=== Page text ===

Treaty of Jaworów
- Type: Alliance
- Signed: 11 June 1675
- Location: Jaworów, Polish–Lithuanian Commonwealth (now Yavoriv, Ukraine)
- Parties: Kingdom of France Polish-Lithuanian Commonwealth

= Treaty of Jaworów =

1675 secret treaty between Poland-Lithuania and France

The Treaty of Jaworów was a secret treaty signed on 11 June 1675 between the Polish–Lithuanian Commonwealth and France in Jaworów, Polish–Lithuanian Commonwealth (today Yavoriv, Ukraine). In the treaty, the Polish–Lithuanian Commonwealth promised to aid France against Brandenburg-Prussia, in exchange for French monetary subsidies and support for Polish claims over Ducal Prussia.

The French promised to mediate between the Polish–Lithuanian Commonwealth and the Ottoman Empire so that Polish-Lithuanian forces could be diverted from the southern border.

===

=== Your goal ===
Pick up the Treaty of Jaworów text after its last sentence and continue it.

=== Material provided ===

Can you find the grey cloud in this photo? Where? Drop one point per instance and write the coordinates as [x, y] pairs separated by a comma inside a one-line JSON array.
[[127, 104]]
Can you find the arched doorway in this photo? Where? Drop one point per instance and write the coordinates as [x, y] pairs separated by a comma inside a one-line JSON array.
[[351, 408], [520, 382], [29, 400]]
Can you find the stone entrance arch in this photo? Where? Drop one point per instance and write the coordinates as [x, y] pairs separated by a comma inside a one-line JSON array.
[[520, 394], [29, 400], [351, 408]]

===
=== Material provided ===

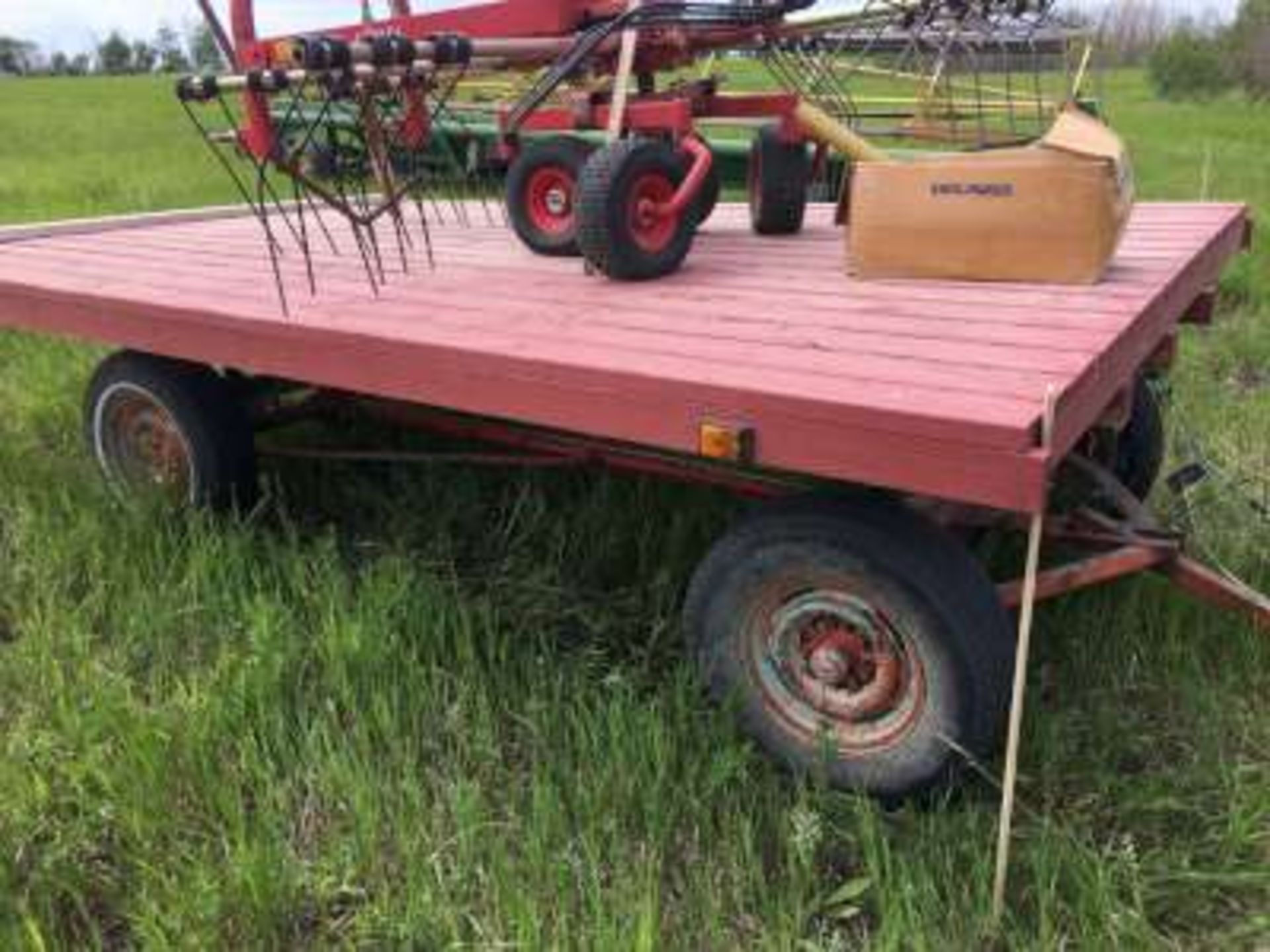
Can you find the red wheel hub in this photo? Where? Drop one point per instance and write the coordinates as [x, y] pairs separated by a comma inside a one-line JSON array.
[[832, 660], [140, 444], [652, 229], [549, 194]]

===
=== Material provided ===

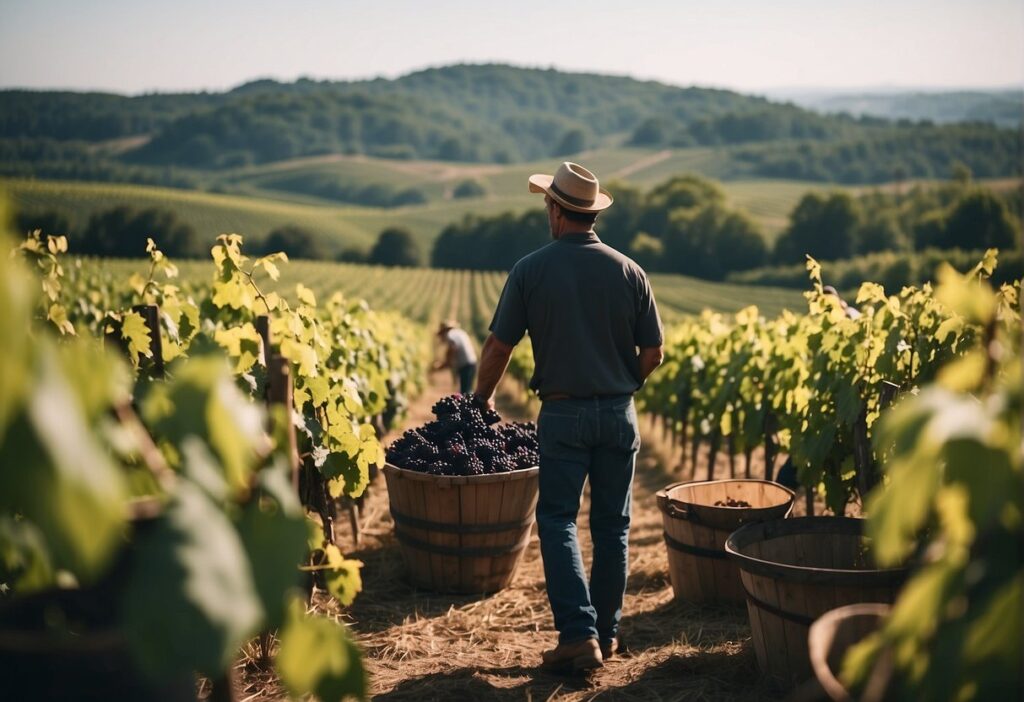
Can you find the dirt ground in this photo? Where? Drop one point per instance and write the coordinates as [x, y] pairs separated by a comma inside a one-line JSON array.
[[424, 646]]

===

=== Written response ===
The treaty, however, did not have much effect on European politics, as the French diplomacy failed to improve the relations between the Ottomans and the Commonwealth. The 1676 Truce of Żurawno was unfavorable to Poland. France eventually concluded the Treaty of Nijmegen (1679) with Brandenburg, which cooled its relations with the Polish–Lithuanian Commonwealth, as Sobieski abandoned his pro-French stance; the Polish-French alliance had fallen apart by 1683 when some of the pro-French faction members were accused of plotting to depose Sobieski, and French ambassador Nicolas-Louis de l'Hospital, Bishop of Beauvais and Marquis of Vitry was forced to leave the country.

Mounting pressure from Ottoman Empire postponed plans for Sobieski's war with Brandenburg, and eventually lead to the creation of the Holy League in 1684, in which Poland and the Holy Roman Empire (which included Brandenburg-Prussia) had to ally against the Ottomans (as part of the Great Turkish War, a conflict whose Polish front was known as the Polish–Ottoman War (1683–99)).